→ SOURCE INFORMATION
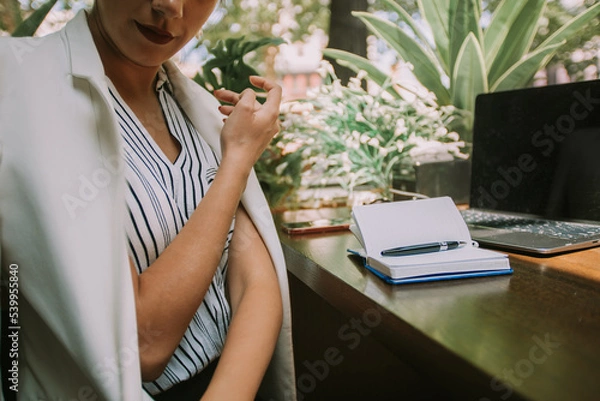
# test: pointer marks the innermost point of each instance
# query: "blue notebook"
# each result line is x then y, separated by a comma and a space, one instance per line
405, 225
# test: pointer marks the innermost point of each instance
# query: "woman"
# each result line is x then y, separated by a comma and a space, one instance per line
209, 286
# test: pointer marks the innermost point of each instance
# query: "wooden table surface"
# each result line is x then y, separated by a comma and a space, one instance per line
534, 334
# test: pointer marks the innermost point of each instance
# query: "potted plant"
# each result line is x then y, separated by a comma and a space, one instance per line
347, 136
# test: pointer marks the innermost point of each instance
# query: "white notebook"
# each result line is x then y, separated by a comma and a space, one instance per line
427, 223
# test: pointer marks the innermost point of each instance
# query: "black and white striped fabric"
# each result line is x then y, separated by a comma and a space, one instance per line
161, 198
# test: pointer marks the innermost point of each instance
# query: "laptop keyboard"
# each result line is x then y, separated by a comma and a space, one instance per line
552, 228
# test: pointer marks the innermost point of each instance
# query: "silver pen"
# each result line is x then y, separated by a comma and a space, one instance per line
423, 248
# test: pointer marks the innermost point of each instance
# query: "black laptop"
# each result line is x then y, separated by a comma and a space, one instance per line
535, 178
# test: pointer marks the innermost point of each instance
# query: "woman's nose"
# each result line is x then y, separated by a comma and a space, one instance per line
168, 8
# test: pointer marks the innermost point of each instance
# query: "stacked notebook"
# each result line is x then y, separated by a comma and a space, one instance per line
421, 240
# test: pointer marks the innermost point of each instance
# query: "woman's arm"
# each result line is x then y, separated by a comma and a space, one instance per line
257, 316
169, 291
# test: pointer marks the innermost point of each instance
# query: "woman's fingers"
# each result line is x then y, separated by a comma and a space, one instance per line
227, 96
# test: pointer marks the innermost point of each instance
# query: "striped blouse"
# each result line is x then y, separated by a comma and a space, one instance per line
161, 198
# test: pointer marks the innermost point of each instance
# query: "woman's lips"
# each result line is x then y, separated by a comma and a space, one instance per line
154, 34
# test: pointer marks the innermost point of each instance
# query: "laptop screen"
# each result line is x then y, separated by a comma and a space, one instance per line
537, 151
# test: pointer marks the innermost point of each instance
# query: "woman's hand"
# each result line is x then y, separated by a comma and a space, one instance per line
249, 126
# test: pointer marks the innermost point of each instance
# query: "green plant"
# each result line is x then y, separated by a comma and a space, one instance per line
347, 136
464, 58
32, 23
227, 68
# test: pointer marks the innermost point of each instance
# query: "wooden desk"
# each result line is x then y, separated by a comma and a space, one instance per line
531, 335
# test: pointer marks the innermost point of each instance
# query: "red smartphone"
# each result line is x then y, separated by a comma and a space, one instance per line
316, 226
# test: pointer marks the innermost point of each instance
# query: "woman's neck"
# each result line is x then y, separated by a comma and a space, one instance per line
131, 80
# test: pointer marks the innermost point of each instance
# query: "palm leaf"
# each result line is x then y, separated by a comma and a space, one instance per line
436, 12
464, 20
426, 68
469, 77
518, 40
499, 27
520, 74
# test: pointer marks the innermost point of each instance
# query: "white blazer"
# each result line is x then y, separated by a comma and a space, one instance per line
62, 209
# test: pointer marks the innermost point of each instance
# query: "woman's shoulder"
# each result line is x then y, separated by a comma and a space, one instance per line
37, 52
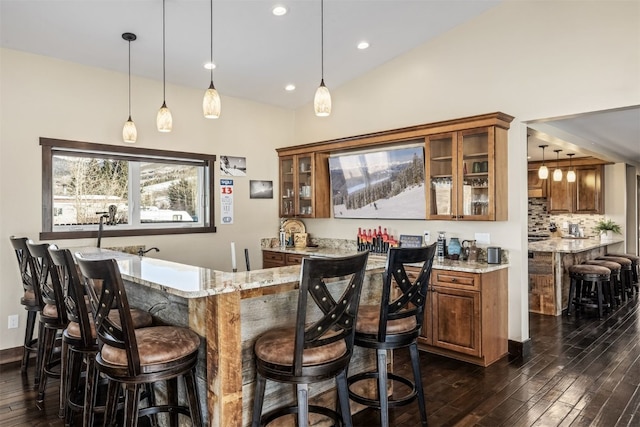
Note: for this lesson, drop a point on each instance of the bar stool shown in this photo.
(79, 343)
(581, 295)
(626, 273)
(395, 323)
(31, 299)
(635, 268)
(134, 358)
(316, 348)
(615, 286)
(53, 317)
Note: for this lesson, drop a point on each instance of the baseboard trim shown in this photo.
(519, 349)
(11, 355)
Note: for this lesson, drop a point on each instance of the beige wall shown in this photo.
(530, 59)
(45, 97)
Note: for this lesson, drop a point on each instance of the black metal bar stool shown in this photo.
(133, 358)
(79, 342)
(31, 299)
(615, 285)
(626, 273)
(395, 323)
(53, 317)
(319, 346)
(586, 289)
(635, 268)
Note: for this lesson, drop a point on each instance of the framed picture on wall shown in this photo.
(260, 189)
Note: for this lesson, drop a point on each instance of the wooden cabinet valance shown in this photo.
(468, 154)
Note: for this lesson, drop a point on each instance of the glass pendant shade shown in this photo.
(543, 172)
(557, 174)
(164, 121)
(129, 131)
(322, 101)
(211, 103)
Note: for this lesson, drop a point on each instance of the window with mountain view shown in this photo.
(129, 190)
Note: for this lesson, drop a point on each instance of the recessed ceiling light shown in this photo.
(279, 10)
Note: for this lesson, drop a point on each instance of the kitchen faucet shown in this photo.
(141, 251)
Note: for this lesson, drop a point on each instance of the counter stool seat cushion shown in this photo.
(277, 346)
(153, 348)
(630, 257)
(29, 298)
(624, 262)
(586, 269)
(369, 322)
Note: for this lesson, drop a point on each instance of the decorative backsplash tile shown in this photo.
(539, 219)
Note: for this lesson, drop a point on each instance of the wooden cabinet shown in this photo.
(304, 186)
(466, 316)
(536, 187)
(585, 195)
(271, 259)
(467, 173)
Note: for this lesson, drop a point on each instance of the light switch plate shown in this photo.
(483, 238)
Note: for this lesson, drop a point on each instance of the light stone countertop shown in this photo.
(470, 267)
(564, 245)
(189, 281)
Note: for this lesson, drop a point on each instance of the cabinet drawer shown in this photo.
(272, 259)
(294, 259)
(456, 279)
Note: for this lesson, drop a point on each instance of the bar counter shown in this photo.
(229, 310)
(549, 261)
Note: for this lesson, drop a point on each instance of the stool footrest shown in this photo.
(375, 403)
(269, 417)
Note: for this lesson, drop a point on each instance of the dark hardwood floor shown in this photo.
(582, 372)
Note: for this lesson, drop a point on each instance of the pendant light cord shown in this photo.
(129, 79)
(211, 12)
(164, 78)
(322, 39)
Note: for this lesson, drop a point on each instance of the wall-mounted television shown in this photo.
(386, 183)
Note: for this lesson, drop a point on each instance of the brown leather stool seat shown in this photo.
(615, 287)
(30, 298)
(137, 358)
(53, 317)
(79, 341)
(626, 273)
(581, 294)
(635, 267)
(395, 323)
(318, 346)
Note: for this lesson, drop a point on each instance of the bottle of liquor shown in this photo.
(441, 245)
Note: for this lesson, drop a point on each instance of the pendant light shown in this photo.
(571, 175)
(164, 121)
(557, 173)
(211, 100)
(129, 131)
(543, 172)
(322, 100)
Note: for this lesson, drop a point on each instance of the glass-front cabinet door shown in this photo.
(297, 192)
(304, 186)
(476, 162)
(441, 162)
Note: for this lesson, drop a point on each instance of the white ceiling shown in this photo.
(257, 53)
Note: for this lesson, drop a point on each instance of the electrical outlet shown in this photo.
(13, 321)
(483, 238)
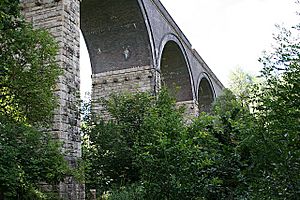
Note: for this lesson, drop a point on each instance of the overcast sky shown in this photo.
(226, 33)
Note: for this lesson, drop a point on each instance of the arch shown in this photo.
(206, 94)
(116, 34)
(174, 69)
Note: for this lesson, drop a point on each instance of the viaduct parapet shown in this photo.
(134, 45)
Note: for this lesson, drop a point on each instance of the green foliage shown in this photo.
(148, 143)
(28, 71)
(147, 151)
(28, 157)
(28, 68)
(276, 151)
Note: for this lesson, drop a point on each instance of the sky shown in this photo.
(226, 33)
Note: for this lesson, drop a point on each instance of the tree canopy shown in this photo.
(28, 71)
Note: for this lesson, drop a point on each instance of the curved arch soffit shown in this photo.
(208, 95)
(186, 88)
(117, 34)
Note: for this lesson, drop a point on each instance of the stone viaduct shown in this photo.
(133, 45)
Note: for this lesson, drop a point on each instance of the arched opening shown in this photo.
(115, 34)
(205, 96)
(174, 72)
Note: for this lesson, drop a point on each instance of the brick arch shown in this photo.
(175, 69)
(116, 34)
(206, 93)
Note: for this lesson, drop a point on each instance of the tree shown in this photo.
(275, 143)
(147, 148)
(28, 153)
(28, 67)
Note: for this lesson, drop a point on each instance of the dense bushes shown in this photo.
(246, 148)
(29, 156)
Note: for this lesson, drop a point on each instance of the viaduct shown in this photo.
(133, 45)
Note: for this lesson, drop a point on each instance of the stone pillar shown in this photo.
(135, 79)
(61, 19)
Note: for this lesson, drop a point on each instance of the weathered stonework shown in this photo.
(132, 80)
(120, 35)
(61, 19)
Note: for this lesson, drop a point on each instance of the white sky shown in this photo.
(226, 33)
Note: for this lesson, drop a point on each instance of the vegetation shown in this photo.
(246, 148)
(28, 154)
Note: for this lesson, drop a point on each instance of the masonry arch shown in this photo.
(206, 94)
(116, 34)
(174, 69)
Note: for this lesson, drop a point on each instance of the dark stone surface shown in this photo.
(174, 72)
(115, 34)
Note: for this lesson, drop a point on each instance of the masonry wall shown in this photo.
(135, 79)
(61, 19)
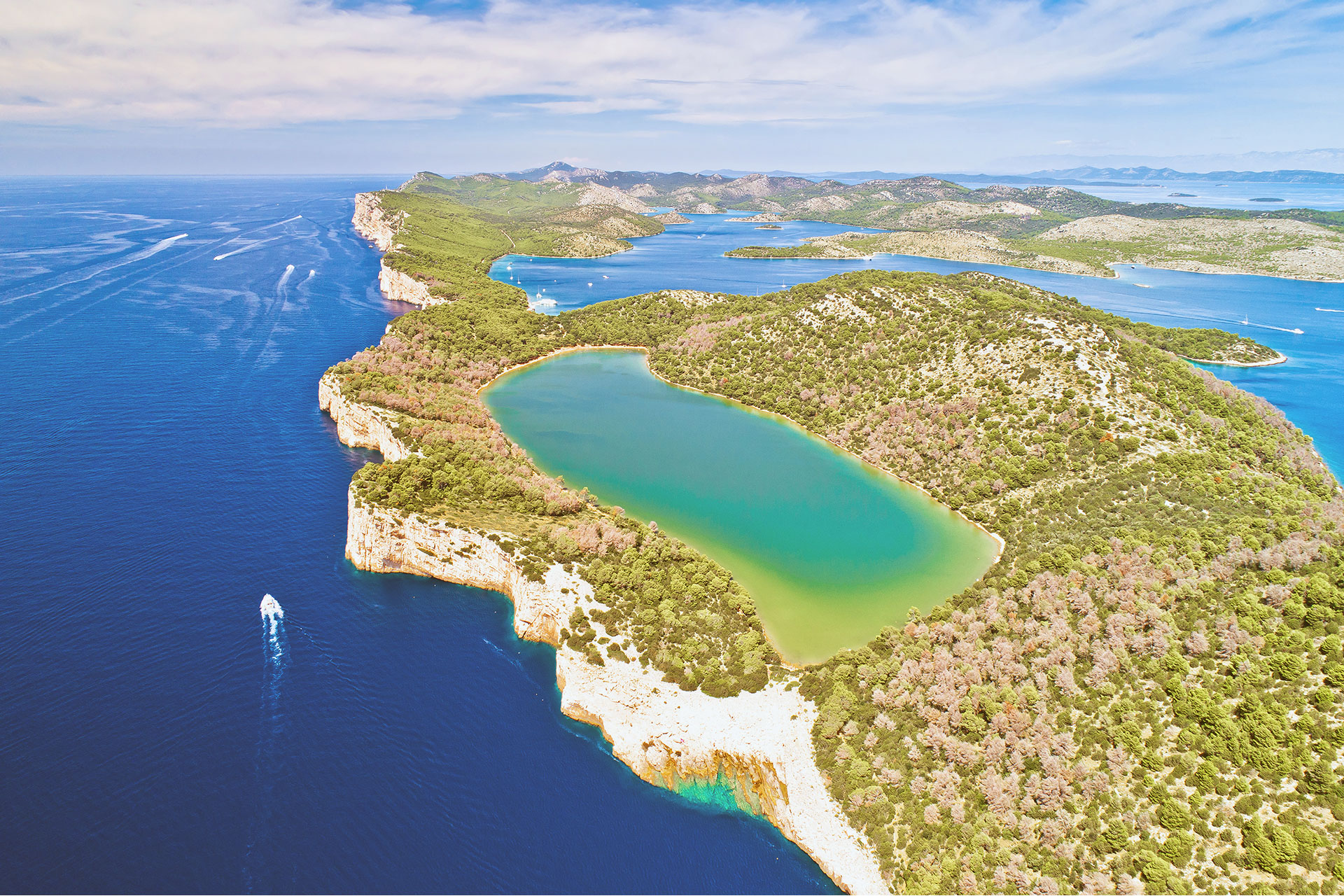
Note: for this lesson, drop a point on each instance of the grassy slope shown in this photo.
(897, 206)
(1155, 657)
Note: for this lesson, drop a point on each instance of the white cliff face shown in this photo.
(402, 288)
(360, 425)
(381, 229)
(371, 223)
(758, 743)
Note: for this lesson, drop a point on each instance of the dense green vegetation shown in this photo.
(1142, 692)
(1203, 344)
(452, 229)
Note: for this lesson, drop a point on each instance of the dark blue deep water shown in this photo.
(166, 465)
(1308, 387)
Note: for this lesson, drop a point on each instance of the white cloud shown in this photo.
(254, 62)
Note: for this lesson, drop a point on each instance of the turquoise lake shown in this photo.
(1307, 388)
(831, 548)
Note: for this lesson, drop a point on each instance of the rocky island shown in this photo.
(1140, 695)
(1053, 229)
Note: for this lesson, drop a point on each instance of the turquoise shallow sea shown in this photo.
(830, 548)
(1308, 387)
(167, 465)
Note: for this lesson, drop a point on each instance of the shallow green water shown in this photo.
(830, 548)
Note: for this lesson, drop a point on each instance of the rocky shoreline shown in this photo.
(758, 745)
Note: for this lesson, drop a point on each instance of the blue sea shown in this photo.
(1307, 387)
(166, 465)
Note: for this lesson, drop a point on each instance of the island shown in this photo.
(1142, 692)
(1051, 227)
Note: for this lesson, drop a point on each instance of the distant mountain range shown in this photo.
(1085, 175)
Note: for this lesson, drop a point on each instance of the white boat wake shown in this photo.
(248, 248)
(270, 735)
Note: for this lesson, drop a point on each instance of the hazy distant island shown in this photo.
(1142, 695)
(1042, 227)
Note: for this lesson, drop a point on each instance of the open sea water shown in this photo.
(1303, 320)
(166, 465)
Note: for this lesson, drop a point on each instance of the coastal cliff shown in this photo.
(378, 227)
(371, 223)
(757, 745)
(402, 288)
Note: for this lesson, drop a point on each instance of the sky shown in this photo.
(319, 86)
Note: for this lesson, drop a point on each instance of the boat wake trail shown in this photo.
(276, 649)
(248, 248)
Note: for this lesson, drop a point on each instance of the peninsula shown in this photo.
(1142, 694)
(1043, 227)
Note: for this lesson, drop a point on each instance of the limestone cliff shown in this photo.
(403, 288)
(760, 745)
(374, 225)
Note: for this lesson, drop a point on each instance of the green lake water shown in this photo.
(830, 548)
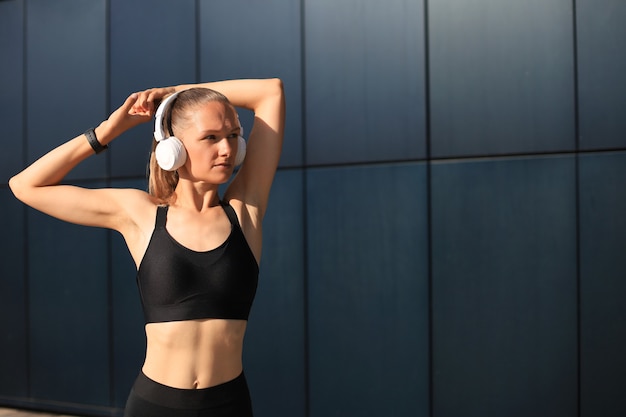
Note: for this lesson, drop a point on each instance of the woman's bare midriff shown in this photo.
(194, 354)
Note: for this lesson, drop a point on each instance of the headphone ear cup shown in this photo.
(241, 151)
(170, 153)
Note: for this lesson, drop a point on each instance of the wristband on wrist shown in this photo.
(93, 141)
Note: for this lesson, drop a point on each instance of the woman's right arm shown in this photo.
(39, 185)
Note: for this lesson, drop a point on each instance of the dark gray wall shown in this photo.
(445, 234)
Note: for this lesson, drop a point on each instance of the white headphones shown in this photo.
(170, 152)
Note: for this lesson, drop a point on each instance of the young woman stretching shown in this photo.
(197, 254)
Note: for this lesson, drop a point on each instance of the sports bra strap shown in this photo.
(230, 212)
(161, 217)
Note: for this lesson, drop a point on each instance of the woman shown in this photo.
(197, 254)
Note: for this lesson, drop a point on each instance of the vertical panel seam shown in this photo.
(198, 69)
(305, 246)
(427, 129)
(577, 210)
(108, 241)
(26, 272)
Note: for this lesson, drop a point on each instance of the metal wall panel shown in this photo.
(501, 77)
(368, 308)
(65, 75)
(365, 78)
(504, 288)
(602, 270)
(601, 73)
(12, 87)
(68, 310)
(13, 308)
(245, 39)
(274, 352)
(153, 44)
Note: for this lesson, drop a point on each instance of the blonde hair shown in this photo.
(162, 184)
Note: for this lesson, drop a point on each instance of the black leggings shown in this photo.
(148, 398)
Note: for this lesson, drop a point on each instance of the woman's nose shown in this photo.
(225, 147)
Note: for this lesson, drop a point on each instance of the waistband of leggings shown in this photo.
(171, 397)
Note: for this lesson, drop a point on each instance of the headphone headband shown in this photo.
(159, 133)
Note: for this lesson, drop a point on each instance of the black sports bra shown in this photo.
(176, 283)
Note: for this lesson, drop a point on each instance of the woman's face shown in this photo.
(210, 138)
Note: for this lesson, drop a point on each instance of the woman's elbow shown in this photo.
(17, 187)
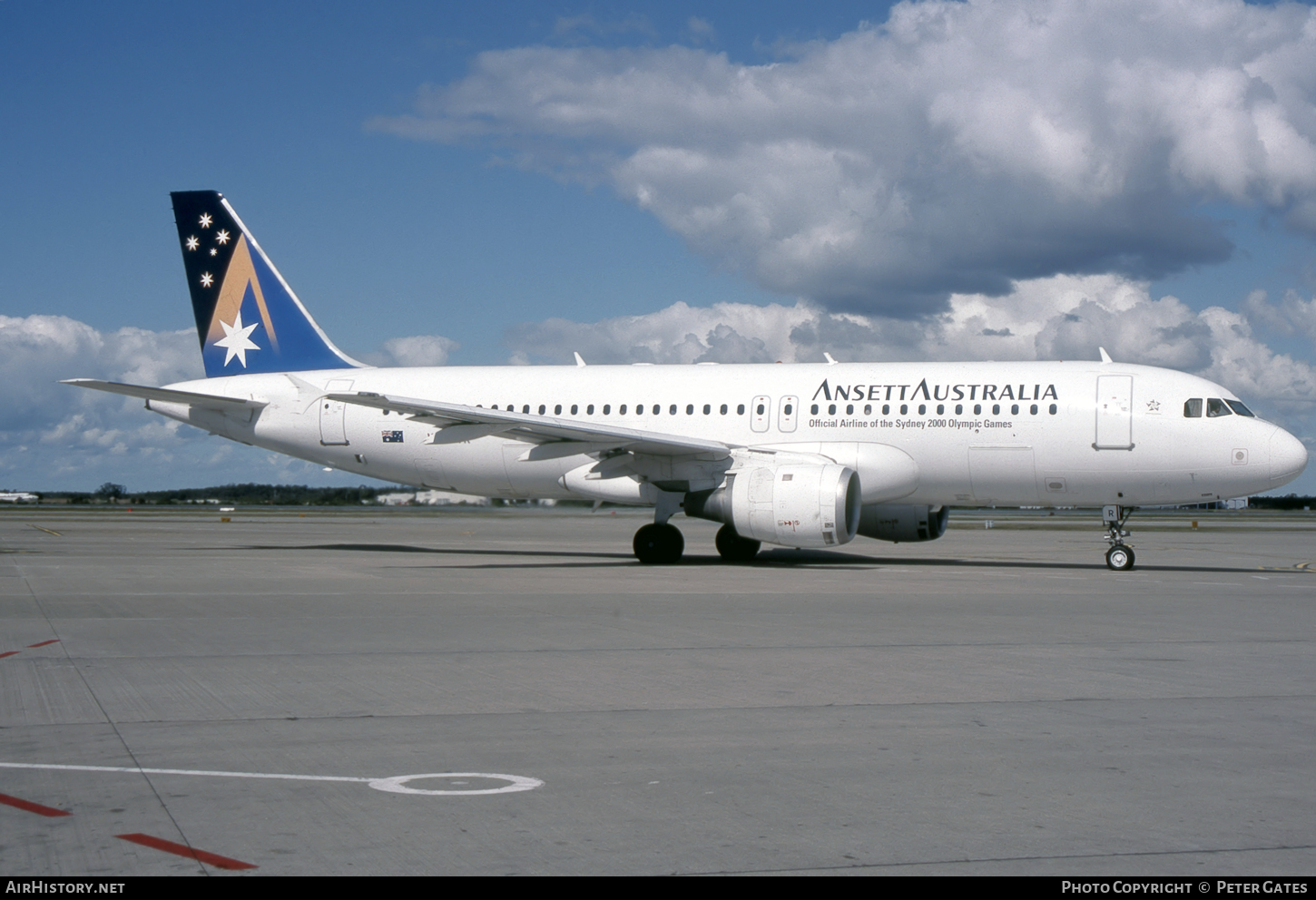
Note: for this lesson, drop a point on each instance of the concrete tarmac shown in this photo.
(995, 701)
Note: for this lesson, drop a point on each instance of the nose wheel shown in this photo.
(1119, 558)
(1120, 555)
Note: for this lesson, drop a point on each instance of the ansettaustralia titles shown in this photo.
(935, 392)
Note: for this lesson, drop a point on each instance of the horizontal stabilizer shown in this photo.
(537, 429)
(164, 395)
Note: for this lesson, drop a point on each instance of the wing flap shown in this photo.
(537, 429)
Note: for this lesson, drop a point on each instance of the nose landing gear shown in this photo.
(1120, 555)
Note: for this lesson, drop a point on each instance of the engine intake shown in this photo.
(791, 504)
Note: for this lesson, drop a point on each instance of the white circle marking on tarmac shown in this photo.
(395, 785)
(398, 783)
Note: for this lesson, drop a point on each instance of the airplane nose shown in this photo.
(1287, 456)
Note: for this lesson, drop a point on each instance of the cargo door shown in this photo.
(789, 414)
(761, 414)
(1114, 412)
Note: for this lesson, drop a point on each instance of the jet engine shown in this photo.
(790, 504)
(898, 522)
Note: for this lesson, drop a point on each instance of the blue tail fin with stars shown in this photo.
(248, 318)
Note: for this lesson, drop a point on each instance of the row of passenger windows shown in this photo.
(1215, 408)
(923, 409)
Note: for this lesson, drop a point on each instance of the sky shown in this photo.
(652, 181)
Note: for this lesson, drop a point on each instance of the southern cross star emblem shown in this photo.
(237, 339)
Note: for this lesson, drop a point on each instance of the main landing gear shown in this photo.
(661, 543)
(1120, 555)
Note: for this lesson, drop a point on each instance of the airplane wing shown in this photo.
(164, 395)
(558, 437)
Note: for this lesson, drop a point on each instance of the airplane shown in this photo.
(798, 455)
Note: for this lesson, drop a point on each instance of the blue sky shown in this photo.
(389, 162)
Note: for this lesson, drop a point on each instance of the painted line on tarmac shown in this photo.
(19, 803)
(391, 785)
(183, 850)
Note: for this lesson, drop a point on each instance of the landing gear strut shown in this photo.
(1120, 555)
(661, 543)
(733, 548)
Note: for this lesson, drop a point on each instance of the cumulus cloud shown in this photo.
(957, 149)
(416, 350)
(1057, 318)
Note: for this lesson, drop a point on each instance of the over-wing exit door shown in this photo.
(1114, 412)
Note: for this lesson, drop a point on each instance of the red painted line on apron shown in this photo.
(183, 850)
(32, 807)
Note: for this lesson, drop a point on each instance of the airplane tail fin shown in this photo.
(248, 318)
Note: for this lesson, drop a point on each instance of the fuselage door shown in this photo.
(332, 428)
(789, 414)
(761, 414)
(1114, 412)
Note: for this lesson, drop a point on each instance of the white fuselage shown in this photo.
(980, 433)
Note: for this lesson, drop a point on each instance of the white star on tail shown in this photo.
(237, 339)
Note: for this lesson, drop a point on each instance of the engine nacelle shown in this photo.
(898, 522)
(790, 504)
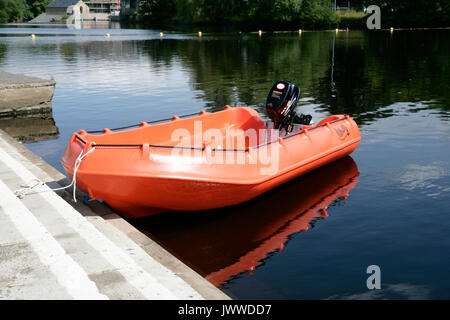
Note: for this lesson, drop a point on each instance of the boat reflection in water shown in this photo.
(31, 129)
(222, 243)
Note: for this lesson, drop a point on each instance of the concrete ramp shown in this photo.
(50, 250)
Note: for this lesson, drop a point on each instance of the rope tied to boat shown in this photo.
(27, 189)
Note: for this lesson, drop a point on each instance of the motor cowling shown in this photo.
(281, 103)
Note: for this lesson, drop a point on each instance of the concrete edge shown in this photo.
(44, 83)
(153, 249)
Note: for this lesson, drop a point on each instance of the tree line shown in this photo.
(298, 13)
(21, 10)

→ PROBLEM TO SOLVE
Where a line in the material above holds "laptop", copy that line.

→ RESPONSE TO THIS TASK
# query: "laptop keyboard"
# query: "black laptop"
# query: "laptop screen"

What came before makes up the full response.